Texte intégral
YVES CALVI
Alba VENTURA, vous recevez ce matin le Premier ministre Edouard PHILIPPE.
ALBA VENTURA
Bonjour Edouard PHILIPPE.
EDOUARD PHILIPPE
Bonjour Alba VENTURA.
ALBA VENTURA
Est-ce qu'on peut dire que vous avez grandi politiquement dans les jupes de Jacques CHIRAC. J'entends par là qu'Alain JUPPE, votre mentor, était le fils préféré et Antoine RUFENACHT, l'ancien maire du Havre, Chiraquien parmi les Chiraquiens, auquel vous avez succédé. Est-ce qu'on peut dire ça ?
EDOUARD PHILIPPE
On peut dire que… Oui, on peut dire sans se tromper que, comme tous les Français de mon âge, Jacques CHIRAC a été une forme de… Un personnage qui était là et qui comptait. Qui était dans la vie politique, qui était dans la vie française. Certains l'admiraient et l'aimaient, c'était mon cas ; d'autres ne l'aimaient pas du tout mais enfin il était là.

TRAVAIL DEMANDÉ:
- a) Recopiez, dans l'entretien d'Alba Ventura avec Edouard Philippe, le passage allant de « Texte intégral » jusqu'à « peut dire ça ? ».
- b) Prolongez l'entretien d'Alba Ventura avec Edouard Philippe en reprenant juste après sa dernière réplique.

Données de détection d'objets
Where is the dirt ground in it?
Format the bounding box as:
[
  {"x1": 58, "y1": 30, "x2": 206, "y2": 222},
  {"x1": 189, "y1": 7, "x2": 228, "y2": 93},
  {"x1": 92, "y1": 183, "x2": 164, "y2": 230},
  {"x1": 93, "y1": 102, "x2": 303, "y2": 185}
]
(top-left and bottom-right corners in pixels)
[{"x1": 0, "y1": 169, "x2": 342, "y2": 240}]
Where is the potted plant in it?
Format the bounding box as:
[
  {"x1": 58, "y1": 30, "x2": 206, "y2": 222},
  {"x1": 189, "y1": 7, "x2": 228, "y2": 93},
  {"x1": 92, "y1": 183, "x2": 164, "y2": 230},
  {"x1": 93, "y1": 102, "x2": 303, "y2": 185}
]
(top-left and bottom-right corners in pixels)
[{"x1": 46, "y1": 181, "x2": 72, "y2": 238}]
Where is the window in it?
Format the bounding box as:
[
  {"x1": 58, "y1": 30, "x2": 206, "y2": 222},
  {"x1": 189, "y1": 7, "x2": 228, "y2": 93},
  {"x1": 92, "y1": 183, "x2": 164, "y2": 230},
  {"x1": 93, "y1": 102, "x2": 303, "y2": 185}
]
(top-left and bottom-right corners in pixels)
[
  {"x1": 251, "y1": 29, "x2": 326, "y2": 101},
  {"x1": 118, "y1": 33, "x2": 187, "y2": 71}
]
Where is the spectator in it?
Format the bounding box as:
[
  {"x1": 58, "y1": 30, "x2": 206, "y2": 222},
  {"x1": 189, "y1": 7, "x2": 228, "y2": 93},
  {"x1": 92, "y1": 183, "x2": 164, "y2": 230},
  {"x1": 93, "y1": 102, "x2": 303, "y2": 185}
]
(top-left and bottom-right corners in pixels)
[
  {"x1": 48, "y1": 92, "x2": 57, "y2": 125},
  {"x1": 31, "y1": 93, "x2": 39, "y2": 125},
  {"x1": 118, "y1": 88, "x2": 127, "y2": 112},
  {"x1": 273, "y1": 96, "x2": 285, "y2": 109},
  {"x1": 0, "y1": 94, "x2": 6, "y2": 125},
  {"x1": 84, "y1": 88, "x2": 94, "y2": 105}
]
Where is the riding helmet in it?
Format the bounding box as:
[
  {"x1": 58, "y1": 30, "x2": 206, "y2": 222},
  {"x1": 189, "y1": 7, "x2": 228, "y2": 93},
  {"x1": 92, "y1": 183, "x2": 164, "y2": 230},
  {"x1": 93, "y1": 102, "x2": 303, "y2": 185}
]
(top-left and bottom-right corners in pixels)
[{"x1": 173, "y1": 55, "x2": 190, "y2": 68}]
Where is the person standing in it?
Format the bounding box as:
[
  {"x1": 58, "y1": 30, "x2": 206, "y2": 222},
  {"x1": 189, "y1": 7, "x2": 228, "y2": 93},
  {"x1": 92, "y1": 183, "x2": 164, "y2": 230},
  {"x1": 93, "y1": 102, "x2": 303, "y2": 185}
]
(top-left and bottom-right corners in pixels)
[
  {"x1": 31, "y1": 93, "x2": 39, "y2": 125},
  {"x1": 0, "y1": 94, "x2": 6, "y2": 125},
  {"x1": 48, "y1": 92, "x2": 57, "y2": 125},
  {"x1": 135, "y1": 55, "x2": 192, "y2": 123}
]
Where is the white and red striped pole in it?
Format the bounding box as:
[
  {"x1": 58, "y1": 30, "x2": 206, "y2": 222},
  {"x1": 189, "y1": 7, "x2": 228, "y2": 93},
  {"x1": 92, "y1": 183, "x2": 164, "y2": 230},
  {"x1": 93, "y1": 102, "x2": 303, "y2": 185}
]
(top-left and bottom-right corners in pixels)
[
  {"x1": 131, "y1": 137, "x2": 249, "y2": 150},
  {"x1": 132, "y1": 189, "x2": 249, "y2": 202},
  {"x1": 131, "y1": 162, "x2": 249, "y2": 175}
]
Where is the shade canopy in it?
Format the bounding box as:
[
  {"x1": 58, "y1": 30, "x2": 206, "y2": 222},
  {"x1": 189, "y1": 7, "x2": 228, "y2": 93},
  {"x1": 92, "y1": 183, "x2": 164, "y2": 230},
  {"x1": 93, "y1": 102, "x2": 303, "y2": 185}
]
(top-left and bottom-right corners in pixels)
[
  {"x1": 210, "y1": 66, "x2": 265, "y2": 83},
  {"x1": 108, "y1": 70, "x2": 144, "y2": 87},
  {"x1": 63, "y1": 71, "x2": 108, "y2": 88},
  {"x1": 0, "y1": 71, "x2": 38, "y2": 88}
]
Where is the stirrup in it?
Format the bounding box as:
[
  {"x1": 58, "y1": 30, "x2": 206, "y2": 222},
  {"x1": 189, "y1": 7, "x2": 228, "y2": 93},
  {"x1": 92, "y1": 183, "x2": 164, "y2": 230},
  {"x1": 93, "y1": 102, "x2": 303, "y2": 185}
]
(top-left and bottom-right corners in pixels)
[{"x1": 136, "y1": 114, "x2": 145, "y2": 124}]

LES RÉSULTATS:
- a)
Texte intégral
YVES CALVI
Alba VENTURA, vous recevez ce matin le Premier ministre Edouard PHILIPPE.
ALBA VENTURA
Bonjour Edouard PHILIPPE.
EDOUARD PHILIPPE
Bonjour Alba VENTURA.
ALBA VENTURA
Est-ce qu'on peut dire que vous avez grandi politiquement dans les jupes de Jacques CHIRAC. J'entends par là qu'Alain JUPPE, votre mentor, était le fils préféré et Antoine RUFENACHT, l'ancien maire du Havre, Chiraquien parmi les Chiraquiens, auquel vous avez succédé. Est-ce qu'on peut dire ça ?

- b)
ALBA VENTURA
Et je rappelle, voilà, vous êtes né en 1970.
EDOUARD PHILIPPE
Oui.
ALBA VENTURA
Donc en fait, vous l'avez connu enfant, adolescent.
EDOUARD PHILIPPE
Oui, oui. Enfin, connu comme tout le monde, pas connu personnellement quand j'étais enfant ni adolescent mais il était dans le paysage français et il comptait dans le paysage. C'est vrai que comme il comptait beaucoup comme Antoine RUFENACHT qui était mon prédécesseur au Havre et Alain JUPPE, et que moi j'ai eu le plaisir et l'honneur de rentrer en politique et d'apprendre la politique avec Antoine RUFENACHT et Alain JUPPE, il comptait peut-être encore un peu plus pour moi. Donc oui, et c'est ce qu'on ressent aujourd'hui. On ressent le départ de quelqu'un qui, quel que soit le rapport qu'on a eu avec lui - certains ont eu un rapport intime avec lui, d'autres un rapport bien plus distant - mais on ressent le départ de quelqu'un qui a compté, qui a pesé dans la vie. Une forme d'ombre tutélaire qui n'est plus là.
ALBA VENTURA
Mais hier, vous dites : « Je suis ému et un peu nostalgique. »
EDOUARD PHILIPPE
Oui, c'est vrai.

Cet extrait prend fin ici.